------ The input

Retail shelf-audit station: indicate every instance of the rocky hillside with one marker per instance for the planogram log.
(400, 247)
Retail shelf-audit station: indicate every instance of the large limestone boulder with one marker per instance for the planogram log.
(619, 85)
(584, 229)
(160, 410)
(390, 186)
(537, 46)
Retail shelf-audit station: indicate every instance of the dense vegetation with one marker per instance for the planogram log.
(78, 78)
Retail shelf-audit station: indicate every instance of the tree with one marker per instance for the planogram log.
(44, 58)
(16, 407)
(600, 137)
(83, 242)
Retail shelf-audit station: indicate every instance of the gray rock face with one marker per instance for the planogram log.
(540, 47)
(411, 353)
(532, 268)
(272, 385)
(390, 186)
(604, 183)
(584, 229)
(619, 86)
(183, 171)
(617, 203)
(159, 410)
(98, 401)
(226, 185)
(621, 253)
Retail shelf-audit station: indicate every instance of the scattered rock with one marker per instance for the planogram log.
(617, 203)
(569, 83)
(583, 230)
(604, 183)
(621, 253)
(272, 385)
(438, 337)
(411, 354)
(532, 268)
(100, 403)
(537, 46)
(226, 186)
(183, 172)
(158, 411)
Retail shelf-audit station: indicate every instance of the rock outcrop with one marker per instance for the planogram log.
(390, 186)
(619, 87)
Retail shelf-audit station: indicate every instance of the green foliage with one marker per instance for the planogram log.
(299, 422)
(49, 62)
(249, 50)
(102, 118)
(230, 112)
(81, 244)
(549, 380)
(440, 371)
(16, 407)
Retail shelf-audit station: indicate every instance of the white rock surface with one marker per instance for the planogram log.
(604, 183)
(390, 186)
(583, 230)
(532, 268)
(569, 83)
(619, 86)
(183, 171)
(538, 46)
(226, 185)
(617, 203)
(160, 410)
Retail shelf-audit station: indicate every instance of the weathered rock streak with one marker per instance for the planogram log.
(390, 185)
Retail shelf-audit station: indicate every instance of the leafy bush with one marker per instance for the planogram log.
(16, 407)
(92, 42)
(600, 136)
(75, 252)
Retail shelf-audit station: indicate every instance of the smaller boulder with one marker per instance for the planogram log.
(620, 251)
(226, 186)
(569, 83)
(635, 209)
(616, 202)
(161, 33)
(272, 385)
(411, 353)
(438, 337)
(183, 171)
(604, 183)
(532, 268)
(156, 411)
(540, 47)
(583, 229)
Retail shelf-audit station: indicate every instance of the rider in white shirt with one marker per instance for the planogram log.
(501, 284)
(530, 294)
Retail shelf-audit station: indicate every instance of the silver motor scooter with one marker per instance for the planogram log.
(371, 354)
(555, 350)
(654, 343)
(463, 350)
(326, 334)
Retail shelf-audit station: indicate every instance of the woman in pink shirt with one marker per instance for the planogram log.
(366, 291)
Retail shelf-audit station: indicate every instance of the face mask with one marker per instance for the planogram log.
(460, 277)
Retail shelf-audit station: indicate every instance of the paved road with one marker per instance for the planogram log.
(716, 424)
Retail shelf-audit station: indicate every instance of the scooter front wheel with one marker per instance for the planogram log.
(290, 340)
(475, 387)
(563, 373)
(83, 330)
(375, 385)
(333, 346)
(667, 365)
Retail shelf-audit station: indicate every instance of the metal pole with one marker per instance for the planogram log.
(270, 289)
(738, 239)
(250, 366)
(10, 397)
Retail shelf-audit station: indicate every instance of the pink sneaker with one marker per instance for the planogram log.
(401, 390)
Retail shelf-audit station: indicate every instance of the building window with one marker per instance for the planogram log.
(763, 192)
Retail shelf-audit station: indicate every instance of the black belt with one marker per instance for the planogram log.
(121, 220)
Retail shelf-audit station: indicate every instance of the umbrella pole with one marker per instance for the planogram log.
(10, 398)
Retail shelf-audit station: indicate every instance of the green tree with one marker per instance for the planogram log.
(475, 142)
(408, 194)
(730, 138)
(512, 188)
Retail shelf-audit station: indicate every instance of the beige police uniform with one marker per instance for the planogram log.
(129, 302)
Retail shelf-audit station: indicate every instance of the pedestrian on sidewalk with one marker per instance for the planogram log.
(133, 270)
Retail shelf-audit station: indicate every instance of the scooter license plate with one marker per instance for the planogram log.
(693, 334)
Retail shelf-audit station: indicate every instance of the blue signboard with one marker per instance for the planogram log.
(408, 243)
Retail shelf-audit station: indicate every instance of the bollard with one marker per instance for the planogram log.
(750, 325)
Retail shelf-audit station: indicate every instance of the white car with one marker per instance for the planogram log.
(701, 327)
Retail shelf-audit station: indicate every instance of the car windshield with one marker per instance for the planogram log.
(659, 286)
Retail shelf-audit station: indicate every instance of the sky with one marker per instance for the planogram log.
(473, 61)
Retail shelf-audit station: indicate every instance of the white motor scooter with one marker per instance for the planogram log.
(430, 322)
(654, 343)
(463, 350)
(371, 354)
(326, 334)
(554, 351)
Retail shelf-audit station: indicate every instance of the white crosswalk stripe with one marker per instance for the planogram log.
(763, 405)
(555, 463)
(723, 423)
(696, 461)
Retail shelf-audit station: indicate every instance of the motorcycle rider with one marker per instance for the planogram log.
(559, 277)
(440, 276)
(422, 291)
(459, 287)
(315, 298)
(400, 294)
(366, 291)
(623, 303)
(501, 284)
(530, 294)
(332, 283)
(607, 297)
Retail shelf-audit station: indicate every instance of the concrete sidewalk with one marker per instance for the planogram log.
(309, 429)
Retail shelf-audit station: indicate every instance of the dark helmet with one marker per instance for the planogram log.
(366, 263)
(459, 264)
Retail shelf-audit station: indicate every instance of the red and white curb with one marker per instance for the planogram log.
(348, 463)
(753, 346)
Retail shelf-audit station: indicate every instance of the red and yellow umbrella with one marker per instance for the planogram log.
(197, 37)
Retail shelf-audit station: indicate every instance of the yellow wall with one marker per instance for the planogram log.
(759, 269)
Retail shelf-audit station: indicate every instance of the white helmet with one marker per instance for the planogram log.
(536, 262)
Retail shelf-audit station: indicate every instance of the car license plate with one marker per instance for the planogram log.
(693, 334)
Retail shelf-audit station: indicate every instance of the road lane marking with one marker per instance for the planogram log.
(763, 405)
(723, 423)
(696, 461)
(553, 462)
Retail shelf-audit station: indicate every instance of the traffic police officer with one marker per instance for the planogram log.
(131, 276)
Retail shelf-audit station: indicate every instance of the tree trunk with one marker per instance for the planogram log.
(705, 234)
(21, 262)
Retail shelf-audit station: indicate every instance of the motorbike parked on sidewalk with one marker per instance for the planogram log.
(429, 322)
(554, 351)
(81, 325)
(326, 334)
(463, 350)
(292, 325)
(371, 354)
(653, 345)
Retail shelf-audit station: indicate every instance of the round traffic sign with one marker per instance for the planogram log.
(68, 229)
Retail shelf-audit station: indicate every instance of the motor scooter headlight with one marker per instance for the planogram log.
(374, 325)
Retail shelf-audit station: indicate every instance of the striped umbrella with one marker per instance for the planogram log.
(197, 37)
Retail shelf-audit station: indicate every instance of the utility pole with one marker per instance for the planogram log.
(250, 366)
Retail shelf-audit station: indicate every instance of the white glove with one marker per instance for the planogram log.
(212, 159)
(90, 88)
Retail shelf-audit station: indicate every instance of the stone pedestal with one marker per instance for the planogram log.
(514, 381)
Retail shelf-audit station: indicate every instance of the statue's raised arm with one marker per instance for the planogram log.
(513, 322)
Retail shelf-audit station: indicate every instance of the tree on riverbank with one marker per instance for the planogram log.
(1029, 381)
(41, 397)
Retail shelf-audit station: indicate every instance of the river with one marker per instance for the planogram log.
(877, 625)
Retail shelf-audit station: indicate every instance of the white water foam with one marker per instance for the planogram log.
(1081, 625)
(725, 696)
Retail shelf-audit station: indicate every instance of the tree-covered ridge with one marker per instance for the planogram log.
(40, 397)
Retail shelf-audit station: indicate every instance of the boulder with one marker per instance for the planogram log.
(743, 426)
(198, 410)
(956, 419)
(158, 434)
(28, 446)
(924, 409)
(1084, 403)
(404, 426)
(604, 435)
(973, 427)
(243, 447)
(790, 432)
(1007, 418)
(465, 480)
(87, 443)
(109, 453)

------------

◆ **Goal**: Repeat word for word each line from the one with "Retail shelf-audit station: indicate every instance of the round" to the end of the records above, inclusive.

◆ **Written response**:
Retail shelf-audit station: indicate every instance of the round traffic sign with one marker per instance for the planogram log.
(68, 229)
Retail shelf-audit station: indicate every instance of the motor scooter headlight with one marker per instance for the planogram log.
(374, 325)
Retail shelf-audit station: indicate every instance of the striped umbrella with one marker per instance for the planogram log.
(197, 37)
Retail shelf-audit station: indicate every instance of the utility pole with one marker per instance for the planogram log.
(250, 366)
Retail shelf-audit station: indicate every instance of the white glove with one marker per instance for the planogram log.
(212, 159)
(90, 88)
Retail shelf-audit station: indicate every instance of the stone pedestal with one marker per instance for the planogram log.
(514, 381)
Retail shelf-audit station: indicate every instance of the statue's raised arm with one marker per instance for the planogram log.
(513, 322)
Retail shelf-audit station: indicate every instance of the tree on riverbank with one marker per instance for the planogram log.
(1029, 381)
(41, 397)
Retail shelf-audit station: indicate every instance of the river with one marker per instance for the planogram log.
(877, 625)
Retail shelf-audit station: indicate every instance of the white water foam with one marker per instance for the planogram log.
(1081, 625)
(725, 696)
Retail shelf-audit station: indicate every instance of the tree-covered ridge with one marker per instance for the planogram log.
(40, 397)
Retail shelf-audit station: indicate every instance of the boulder with one marker per instance for the planogram log.
(743, 426)
(198, 410)
(956, 419)
(158, 434)
(28, 446)
(924, 409)
(1084, 403)
(404, 426)
(604, 435)
(973, 427)
(243, 447)
(790, 432)
(1007, 418)
(465, 480)
(87, 443)
(109, 453)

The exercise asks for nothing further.